• _WHAT YOU WILL DO_:
In the page on developer workflows and code assistance, rewrite the part between "OperationsAutomation" and "with no narrative.", inclusive, renaming "diffs" to "patches" throughout.

• _EXERCISE PASSAGE_:
OperationsAutomation

Developer workflows and code assistance

Ship refactors, tests, and reviews with repo context, clear tool boundaries, and reviewable diffs—not paste-only answers.

What you build

A repeatable engineering loop inside your repository:

  • Scoped changes: one feature branch, one concern per pass, with diffs you can actually review.
  • Test-aware work: run or propose tests before you merge; keep “works on my machine” honest.
  • Review-ready output: summaries for PRs, risk callouts, and rollback notes—not a wall of code with no narrative.

CoWork OS fits when agents use tools (read files, run commands where allowed) instead of guessing from memory.

Why CoWork OS is a strong fit

  • Local-first keeps proprietary code and keys under your control when paired with BYOK and sensible .gitignore habits.
  • Approvals matter for destructive commands, dependency upgrades, or anything that touches production credentials.
  • Multi-provider routing lets you use faster models for exploration and stronger models for tricky refactors.
  • Skills and project rules (AGENTS.md, skills) keep behavior aligned with your team’s conventions.

How to use

  1. Scope a single outcome: “extract this module,” “add tests for X,” not “fix the whole codebase.”
  2. Point agents at truth: open files, failing tests, or logs—not a vague symptom.

• _Entries taken from a collection_:

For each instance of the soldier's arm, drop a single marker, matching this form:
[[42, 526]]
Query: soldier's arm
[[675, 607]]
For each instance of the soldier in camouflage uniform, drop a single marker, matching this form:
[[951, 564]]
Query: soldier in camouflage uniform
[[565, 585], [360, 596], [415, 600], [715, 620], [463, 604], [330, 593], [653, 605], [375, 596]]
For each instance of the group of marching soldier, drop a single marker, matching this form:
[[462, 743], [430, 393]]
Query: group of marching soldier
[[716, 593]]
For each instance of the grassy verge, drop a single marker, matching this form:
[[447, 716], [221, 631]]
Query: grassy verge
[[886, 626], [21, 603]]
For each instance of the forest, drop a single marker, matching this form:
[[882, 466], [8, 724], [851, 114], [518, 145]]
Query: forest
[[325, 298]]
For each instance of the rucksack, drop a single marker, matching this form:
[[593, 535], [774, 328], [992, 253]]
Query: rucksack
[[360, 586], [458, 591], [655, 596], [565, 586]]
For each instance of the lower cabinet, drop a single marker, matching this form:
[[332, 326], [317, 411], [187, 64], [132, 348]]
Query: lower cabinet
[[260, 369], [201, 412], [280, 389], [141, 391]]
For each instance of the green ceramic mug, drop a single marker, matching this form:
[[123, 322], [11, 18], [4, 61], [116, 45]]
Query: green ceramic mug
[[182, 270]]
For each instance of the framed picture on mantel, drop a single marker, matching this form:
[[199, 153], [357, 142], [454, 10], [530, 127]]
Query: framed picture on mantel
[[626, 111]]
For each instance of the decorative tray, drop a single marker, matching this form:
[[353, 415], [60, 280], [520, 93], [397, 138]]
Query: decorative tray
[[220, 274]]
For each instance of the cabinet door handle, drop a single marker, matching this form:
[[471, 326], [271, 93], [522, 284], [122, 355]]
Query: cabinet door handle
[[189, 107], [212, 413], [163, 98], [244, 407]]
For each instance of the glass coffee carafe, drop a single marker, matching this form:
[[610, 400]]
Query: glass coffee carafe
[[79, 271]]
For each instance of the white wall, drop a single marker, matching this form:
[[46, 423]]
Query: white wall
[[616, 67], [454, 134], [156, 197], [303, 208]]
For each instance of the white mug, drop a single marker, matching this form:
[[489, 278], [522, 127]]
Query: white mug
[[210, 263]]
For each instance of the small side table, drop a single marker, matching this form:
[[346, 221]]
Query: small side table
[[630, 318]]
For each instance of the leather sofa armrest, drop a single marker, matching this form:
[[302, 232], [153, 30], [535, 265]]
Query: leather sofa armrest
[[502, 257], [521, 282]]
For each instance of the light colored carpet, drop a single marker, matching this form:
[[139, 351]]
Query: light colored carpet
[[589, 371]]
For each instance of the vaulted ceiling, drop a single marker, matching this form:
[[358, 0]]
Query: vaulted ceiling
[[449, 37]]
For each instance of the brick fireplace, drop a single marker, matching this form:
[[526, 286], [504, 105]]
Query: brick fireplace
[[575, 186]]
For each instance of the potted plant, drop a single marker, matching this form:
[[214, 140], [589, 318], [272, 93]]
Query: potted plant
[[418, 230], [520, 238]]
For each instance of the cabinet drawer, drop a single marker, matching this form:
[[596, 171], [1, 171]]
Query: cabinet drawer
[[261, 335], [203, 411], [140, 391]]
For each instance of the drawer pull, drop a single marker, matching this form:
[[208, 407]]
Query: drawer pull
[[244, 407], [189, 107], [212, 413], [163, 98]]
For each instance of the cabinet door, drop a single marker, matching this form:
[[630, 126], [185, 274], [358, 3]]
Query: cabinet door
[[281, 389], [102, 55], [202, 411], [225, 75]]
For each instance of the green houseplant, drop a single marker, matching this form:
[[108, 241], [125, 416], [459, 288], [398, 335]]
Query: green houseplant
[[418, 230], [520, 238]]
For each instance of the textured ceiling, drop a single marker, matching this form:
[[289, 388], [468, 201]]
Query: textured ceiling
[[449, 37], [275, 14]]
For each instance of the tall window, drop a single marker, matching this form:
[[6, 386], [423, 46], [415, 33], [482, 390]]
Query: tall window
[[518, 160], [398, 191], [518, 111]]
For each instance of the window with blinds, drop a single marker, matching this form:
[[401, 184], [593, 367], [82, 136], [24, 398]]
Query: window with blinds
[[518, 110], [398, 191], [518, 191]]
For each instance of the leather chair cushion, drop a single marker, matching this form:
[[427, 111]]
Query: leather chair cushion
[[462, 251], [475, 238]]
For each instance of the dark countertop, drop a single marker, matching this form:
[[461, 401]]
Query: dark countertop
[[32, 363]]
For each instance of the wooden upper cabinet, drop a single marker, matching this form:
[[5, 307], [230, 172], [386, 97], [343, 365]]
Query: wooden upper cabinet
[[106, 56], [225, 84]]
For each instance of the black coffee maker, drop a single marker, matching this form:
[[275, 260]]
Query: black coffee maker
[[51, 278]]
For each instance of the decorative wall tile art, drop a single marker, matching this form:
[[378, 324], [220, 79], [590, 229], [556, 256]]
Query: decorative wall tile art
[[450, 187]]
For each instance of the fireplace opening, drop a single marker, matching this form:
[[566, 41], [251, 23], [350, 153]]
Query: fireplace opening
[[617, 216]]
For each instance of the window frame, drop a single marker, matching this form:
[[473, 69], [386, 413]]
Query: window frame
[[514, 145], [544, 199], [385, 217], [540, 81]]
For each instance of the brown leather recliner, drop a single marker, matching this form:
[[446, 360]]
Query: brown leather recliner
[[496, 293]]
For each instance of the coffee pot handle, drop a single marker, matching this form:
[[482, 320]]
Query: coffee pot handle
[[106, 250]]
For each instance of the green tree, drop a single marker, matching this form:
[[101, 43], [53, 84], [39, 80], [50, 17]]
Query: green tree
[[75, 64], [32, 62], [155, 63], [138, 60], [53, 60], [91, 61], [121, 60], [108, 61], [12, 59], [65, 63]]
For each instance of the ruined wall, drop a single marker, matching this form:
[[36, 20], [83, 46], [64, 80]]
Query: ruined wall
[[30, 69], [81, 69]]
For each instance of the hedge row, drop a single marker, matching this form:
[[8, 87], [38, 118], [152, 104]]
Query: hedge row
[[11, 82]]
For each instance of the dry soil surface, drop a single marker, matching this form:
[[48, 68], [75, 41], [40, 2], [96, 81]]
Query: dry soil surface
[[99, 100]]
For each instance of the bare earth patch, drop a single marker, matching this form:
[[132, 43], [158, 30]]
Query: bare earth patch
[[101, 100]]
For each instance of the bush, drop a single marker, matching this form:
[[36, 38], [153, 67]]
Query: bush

• _ANSWER BOX_:
OperationsAutomation

Developer workflows and code assistance

Ship refactors, tests, and reviews with repo context, clear tool boundaries, and reviewable patches—not paste-only answers.

What you build

A repeatable engineering loop inside your repository:

  • Scoped changes: one feature branch, one concern per pass, with patches you can actually review.
  • Test-aware work: run or propose tests before you merge; keep “works on my machine” honest.
  • Review-ready output: summaries for PRs, risk callouts, and rollback notes—not a wall of code with no narrative.